→ TASK ITEM: If a line in the following entries contains the string "down", it counts toward the total; report only that total.
LISTED RECORDS below:
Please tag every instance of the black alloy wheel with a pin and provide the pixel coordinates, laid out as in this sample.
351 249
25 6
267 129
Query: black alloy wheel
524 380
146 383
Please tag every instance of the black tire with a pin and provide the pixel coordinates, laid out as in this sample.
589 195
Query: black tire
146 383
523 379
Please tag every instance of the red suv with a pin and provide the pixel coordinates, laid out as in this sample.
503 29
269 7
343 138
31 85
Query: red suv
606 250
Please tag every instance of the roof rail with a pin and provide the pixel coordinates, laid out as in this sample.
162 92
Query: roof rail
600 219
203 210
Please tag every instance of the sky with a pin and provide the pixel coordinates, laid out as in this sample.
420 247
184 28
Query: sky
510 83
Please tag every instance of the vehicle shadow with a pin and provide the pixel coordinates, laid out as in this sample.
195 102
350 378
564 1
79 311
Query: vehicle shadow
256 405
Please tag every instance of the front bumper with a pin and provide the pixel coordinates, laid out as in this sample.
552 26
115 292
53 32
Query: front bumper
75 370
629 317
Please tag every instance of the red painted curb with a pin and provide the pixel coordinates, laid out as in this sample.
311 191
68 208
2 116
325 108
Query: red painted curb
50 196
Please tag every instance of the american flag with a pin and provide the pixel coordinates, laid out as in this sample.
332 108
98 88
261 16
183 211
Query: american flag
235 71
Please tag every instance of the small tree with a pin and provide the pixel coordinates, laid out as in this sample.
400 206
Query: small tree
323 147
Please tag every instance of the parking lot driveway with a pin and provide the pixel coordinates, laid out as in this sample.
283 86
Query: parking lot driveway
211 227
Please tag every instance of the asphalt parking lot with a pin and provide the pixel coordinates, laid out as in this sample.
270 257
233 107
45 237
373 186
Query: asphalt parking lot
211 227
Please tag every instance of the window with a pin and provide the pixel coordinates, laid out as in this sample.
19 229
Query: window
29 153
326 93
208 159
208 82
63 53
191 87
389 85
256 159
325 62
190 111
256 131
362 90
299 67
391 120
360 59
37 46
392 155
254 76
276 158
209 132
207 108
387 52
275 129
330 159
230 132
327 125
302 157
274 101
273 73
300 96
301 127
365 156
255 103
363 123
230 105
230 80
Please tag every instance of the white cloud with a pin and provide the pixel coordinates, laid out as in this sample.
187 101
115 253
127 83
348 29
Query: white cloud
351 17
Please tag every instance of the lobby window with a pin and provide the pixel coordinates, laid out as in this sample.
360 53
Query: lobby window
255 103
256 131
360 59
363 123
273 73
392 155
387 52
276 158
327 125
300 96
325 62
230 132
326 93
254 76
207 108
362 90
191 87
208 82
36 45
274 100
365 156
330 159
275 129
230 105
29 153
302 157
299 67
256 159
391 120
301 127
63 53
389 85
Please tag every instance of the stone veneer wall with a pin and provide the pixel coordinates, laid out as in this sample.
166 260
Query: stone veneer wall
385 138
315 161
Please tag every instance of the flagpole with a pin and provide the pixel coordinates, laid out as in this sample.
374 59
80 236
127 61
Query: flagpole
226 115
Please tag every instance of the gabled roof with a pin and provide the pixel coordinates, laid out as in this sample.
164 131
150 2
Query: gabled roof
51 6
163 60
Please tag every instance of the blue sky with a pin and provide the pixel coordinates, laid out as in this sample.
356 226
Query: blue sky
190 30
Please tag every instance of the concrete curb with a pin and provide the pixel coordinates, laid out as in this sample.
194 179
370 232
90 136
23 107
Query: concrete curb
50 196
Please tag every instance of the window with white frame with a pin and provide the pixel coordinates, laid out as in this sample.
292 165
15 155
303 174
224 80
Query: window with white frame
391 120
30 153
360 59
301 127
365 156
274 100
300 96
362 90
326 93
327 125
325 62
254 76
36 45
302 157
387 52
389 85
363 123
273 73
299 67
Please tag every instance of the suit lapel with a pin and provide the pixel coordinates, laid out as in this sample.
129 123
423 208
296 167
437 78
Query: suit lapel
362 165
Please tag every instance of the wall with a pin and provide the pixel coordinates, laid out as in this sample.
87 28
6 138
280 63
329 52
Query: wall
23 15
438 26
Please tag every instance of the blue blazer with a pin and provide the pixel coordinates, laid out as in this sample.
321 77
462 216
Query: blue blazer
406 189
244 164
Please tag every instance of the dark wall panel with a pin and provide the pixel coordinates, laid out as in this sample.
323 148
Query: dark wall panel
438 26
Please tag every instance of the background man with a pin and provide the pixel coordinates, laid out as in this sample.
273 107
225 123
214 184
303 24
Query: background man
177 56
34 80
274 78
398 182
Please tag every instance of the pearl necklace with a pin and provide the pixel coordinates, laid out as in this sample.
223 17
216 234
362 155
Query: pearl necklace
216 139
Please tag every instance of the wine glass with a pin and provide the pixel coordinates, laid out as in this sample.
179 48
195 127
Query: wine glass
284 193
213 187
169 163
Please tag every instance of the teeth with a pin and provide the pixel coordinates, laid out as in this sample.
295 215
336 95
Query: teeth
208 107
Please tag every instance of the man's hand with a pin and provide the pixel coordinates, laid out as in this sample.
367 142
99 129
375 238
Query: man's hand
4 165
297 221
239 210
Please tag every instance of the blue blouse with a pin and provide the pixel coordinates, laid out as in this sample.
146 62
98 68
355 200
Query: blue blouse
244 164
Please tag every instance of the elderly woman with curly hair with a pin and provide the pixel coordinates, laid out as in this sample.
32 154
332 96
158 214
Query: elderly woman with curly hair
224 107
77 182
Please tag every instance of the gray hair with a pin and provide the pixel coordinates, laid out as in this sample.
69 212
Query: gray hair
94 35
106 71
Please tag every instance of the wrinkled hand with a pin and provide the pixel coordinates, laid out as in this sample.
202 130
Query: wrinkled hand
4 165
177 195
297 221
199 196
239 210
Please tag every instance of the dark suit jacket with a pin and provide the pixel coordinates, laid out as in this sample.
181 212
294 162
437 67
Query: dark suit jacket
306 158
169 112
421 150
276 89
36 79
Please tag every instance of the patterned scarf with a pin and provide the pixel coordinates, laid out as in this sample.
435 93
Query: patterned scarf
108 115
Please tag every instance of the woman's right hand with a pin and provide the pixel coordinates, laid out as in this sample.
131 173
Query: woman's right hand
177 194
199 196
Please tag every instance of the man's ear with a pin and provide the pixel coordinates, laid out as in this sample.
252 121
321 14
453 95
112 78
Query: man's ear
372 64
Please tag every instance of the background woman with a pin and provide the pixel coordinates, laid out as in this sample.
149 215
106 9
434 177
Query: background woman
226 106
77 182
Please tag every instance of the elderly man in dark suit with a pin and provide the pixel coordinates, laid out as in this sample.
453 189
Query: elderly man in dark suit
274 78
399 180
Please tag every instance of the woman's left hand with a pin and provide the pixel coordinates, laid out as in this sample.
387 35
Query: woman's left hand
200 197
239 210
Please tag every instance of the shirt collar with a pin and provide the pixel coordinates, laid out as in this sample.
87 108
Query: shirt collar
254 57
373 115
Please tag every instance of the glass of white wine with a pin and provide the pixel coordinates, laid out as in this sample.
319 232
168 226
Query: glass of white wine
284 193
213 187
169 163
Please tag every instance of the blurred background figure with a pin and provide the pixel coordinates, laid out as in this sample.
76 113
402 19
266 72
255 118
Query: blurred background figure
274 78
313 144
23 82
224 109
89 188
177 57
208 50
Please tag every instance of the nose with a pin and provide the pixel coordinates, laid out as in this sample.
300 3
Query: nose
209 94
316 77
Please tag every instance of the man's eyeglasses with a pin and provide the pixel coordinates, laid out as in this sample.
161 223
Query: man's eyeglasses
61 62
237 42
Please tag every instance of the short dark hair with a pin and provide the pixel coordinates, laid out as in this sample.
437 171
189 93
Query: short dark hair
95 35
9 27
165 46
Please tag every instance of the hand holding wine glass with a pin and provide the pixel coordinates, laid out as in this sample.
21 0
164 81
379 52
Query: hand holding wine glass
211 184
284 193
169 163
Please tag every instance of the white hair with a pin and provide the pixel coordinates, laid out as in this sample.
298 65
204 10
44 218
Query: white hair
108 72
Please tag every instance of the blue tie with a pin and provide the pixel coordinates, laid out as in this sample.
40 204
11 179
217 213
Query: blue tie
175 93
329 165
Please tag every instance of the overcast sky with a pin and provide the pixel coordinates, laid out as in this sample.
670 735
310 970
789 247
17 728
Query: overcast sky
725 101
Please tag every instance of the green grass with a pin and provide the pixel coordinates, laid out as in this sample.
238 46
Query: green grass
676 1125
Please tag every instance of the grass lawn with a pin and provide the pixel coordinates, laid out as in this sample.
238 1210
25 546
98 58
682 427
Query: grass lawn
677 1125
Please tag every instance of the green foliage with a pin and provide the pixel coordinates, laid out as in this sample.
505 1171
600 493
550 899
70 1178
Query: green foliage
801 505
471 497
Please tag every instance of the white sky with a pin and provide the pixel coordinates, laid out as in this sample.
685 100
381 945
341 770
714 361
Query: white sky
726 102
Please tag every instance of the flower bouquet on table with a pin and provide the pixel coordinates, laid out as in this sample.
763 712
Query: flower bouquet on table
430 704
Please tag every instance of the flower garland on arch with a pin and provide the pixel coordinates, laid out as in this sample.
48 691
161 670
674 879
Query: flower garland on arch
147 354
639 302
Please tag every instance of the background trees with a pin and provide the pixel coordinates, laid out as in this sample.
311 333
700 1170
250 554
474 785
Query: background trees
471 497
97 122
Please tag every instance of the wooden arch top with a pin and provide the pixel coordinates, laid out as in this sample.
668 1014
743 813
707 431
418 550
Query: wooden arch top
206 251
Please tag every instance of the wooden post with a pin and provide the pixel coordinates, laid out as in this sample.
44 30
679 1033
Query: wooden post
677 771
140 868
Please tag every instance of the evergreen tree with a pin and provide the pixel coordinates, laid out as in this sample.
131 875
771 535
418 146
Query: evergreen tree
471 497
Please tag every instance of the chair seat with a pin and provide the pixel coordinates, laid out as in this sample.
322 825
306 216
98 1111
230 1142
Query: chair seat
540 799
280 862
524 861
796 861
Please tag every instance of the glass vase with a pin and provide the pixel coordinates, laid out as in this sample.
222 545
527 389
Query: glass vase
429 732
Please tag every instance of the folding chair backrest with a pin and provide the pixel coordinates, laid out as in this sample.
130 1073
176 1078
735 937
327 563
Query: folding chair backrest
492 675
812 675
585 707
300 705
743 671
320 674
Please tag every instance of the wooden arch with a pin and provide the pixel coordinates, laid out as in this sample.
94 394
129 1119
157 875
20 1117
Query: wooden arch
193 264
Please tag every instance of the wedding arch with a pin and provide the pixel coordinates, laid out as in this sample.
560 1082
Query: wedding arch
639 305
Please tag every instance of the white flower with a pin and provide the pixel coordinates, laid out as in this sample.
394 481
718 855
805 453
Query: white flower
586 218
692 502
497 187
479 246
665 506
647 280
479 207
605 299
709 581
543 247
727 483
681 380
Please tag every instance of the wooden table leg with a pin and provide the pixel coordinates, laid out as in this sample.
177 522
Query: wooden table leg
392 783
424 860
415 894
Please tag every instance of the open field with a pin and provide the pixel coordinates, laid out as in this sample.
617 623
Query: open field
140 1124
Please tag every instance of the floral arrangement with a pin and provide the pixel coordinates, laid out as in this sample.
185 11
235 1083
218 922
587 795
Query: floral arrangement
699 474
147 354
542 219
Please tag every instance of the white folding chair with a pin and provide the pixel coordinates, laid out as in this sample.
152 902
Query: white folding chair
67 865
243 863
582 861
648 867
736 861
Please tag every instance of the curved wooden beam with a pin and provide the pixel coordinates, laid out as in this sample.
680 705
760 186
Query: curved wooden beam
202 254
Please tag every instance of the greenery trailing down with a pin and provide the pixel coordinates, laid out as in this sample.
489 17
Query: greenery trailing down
End of LISTED RECORDS.
→ TASK SOLUTION: 2